• _Exercise_
Only the lines from the one containing "for every instance of the woman's" through the final line of the material below should be output, exactly as they stand.

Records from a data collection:
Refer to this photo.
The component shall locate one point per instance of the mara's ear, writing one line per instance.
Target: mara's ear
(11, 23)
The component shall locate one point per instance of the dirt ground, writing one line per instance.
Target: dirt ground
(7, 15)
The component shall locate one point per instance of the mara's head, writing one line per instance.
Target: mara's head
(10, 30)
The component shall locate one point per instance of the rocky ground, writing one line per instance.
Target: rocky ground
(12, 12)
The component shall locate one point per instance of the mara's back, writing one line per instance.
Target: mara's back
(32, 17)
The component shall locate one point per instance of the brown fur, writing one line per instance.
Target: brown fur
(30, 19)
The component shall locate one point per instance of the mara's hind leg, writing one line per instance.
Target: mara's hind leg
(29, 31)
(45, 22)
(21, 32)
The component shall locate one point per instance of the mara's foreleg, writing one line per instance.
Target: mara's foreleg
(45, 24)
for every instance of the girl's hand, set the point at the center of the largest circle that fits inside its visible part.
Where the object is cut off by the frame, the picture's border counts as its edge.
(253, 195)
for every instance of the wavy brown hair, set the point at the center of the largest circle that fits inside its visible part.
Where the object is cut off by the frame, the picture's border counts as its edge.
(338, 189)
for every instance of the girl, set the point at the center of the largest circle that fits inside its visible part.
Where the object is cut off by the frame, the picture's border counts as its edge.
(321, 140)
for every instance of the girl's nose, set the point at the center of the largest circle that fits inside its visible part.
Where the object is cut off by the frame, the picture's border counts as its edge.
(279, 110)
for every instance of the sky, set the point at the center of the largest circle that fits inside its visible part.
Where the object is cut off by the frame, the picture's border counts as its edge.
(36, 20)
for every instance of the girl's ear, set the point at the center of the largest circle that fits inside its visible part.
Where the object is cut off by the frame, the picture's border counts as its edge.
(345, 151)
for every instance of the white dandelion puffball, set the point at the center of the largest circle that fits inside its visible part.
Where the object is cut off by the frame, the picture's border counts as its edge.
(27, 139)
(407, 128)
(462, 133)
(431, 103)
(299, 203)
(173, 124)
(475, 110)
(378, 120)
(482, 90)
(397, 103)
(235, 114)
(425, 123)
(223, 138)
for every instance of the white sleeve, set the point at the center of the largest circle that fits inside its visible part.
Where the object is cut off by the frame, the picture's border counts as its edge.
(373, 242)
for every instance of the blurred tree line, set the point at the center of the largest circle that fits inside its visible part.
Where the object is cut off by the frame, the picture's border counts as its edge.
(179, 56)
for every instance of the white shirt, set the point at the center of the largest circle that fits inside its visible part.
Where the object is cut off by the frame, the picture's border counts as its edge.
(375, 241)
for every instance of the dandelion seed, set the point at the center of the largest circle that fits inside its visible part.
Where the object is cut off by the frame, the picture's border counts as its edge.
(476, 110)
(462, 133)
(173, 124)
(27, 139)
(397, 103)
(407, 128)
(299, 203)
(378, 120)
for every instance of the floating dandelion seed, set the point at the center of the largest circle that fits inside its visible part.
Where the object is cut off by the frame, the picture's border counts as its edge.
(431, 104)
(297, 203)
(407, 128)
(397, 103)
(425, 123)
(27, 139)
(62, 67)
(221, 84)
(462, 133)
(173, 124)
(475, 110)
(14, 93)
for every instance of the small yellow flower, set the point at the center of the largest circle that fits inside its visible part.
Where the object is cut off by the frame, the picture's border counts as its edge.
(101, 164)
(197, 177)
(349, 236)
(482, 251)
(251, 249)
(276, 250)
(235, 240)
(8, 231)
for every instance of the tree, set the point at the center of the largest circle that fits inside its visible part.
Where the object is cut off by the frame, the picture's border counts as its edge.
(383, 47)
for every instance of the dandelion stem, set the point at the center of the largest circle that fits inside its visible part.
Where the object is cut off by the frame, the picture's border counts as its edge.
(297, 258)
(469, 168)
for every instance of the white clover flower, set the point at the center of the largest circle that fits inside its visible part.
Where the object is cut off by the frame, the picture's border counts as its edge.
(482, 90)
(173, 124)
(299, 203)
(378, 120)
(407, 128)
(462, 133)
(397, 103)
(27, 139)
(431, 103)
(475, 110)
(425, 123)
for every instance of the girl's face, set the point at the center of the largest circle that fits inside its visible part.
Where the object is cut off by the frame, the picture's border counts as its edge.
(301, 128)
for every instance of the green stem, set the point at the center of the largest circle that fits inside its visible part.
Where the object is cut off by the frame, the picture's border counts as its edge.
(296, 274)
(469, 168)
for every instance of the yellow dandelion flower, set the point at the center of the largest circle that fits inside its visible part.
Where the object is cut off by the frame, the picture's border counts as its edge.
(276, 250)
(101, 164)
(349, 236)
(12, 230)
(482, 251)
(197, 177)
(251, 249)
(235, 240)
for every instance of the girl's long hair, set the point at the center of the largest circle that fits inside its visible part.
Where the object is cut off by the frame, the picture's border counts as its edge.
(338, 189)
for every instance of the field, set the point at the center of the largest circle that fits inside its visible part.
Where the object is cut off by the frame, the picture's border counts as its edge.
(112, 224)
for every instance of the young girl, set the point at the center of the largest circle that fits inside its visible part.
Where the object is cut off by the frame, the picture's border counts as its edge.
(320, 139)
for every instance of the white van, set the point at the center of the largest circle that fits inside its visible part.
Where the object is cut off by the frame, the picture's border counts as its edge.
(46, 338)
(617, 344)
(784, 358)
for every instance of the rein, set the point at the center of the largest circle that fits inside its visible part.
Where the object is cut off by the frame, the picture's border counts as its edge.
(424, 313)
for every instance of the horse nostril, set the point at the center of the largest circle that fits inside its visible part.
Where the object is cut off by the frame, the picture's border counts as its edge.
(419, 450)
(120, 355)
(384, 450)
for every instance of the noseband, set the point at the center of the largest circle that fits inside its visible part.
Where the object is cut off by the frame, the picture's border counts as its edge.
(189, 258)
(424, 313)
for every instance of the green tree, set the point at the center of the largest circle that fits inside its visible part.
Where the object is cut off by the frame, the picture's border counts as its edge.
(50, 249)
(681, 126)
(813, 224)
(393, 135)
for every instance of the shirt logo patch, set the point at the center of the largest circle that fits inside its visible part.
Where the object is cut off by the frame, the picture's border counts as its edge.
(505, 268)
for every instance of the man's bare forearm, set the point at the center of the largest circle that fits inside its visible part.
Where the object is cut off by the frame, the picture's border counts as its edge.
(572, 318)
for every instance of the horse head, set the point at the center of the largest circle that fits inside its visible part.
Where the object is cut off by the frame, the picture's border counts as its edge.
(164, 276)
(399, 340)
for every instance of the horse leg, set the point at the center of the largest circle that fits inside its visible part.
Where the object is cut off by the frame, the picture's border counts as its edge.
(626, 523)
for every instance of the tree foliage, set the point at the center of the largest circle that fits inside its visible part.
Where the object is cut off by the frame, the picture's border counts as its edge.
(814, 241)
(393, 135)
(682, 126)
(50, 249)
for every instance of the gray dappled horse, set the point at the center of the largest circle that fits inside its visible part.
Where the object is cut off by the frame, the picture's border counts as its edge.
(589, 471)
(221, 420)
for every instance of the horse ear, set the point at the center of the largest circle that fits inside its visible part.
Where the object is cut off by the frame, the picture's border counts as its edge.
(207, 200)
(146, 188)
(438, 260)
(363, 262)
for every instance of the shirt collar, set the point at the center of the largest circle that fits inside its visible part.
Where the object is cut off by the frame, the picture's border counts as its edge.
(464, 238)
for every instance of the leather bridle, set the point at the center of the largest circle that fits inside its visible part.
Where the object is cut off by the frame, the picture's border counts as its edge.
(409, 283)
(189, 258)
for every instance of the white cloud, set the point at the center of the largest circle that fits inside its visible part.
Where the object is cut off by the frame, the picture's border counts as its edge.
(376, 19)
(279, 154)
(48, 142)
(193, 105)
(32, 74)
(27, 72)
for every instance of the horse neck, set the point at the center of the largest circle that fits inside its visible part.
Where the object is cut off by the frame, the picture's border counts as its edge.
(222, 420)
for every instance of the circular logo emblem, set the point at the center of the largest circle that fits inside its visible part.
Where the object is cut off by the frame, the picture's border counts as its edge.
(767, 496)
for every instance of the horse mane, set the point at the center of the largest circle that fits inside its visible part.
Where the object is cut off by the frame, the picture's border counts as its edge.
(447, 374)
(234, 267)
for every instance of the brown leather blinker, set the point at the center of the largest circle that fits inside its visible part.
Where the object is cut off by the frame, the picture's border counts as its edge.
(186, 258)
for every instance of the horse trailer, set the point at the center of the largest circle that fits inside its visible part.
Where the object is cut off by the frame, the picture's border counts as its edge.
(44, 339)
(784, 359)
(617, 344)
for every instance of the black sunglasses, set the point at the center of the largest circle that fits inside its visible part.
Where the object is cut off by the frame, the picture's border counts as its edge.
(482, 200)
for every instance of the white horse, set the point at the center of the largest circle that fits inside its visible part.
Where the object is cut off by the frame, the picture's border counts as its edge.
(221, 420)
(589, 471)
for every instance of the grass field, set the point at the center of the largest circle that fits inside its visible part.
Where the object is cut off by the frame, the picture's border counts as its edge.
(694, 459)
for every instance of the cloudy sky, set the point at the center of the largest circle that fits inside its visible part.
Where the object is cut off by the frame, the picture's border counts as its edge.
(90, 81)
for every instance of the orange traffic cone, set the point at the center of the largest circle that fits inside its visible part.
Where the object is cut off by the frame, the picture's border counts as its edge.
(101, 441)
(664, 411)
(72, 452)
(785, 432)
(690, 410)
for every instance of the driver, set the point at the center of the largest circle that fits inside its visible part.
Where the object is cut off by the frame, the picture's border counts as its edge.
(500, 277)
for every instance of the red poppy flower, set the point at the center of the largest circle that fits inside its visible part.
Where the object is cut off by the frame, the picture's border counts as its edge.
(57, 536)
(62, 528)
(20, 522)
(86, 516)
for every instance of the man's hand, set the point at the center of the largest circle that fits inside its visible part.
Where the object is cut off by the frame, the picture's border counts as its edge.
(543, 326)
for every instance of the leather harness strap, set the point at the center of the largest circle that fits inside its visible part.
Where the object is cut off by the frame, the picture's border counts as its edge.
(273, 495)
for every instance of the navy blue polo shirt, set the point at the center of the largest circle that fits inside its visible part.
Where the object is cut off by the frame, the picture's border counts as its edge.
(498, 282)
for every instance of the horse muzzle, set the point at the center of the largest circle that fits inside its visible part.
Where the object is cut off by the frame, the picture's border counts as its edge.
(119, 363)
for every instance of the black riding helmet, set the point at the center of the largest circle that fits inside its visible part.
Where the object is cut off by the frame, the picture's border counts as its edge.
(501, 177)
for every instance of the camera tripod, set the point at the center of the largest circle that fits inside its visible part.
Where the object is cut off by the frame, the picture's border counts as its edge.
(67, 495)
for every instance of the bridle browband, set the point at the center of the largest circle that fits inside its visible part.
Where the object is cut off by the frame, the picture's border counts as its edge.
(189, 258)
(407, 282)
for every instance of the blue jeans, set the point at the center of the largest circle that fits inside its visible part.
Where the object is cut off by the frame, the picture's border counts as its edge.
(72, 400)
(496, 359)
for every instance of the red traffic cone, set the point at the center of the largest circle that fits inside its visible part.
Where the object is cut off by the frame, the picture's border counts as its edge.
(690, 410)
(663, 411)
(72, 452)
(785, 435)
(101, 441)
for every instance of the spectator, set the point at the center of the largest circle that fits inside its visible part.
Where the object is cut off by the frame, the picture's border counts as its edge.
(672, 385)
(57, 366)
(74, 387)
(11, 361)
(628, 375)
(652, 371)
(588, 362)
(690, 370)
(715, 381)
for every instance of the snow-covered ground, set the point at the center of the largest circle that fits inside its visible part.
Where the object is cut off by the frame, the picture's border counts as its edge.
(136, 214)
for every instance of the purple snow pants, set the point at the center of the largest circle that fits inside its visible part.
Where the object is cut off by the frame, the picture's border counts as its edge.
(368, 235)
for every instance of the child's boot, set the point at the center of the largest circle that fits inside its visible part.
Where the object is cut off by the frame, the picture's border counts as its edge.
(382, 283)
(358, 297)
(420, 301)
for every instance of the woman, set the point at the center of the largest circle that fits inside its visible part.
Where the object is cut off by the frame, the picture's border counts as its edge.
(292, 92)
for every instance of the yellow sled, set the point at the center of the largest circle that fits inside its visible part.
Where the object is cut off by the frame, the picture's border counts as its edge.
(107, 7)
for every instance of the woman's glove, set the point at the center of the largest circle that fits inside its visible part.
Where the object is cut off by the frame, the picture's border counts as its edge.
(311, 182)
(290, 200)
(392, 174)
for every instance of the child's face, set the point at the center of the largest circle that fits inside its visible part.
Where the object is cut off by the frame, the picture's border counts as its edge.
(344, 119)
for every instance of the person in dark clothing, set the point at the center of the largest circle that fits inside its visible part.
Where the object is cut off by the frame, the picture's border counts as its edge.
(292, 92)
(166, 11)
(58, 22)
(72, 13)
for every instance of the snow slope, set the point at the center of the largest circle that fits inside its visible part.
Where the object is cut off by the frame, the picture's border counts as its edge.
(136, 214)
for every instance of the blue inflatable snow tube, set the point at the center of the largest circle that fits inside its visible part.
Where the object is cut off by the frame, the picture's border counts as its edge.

• _Finished answer_
for every instance of the woman's glove, set the point at the center of the largest circle that fits inside its visible part.
Where the object is cut off by the frame, the picture's border counts as its edge.
(311, 182)
(290, 200)
(392, 174)
for every instance of the child's face, set the point at the center of the largest circle that fits inside its visible part.
Where the object is cut off by the frame, the picture's border counts as its edge.
(344, 119)
for every instance of the person in dark clothing, set the point at the center of the largest circle that fits inside its visible part.
Where the object is cut off by the frame, the picture's border counts as its edge.
(292, 92)
(166, 11)
(58, 22)
(72, 13)
for every instance of the snow slope, set the point at the center of the largest circle that fits inside its visible part.
Where the object is cut off by the frame, the picture's border counts as its edge.
(136, 214)
for every instance of the blue inflatable snow tube, set the point at the center of the largest circle that fits inside its visible part.
Where the object is cut off by the frame, the picture's border counts as its edge.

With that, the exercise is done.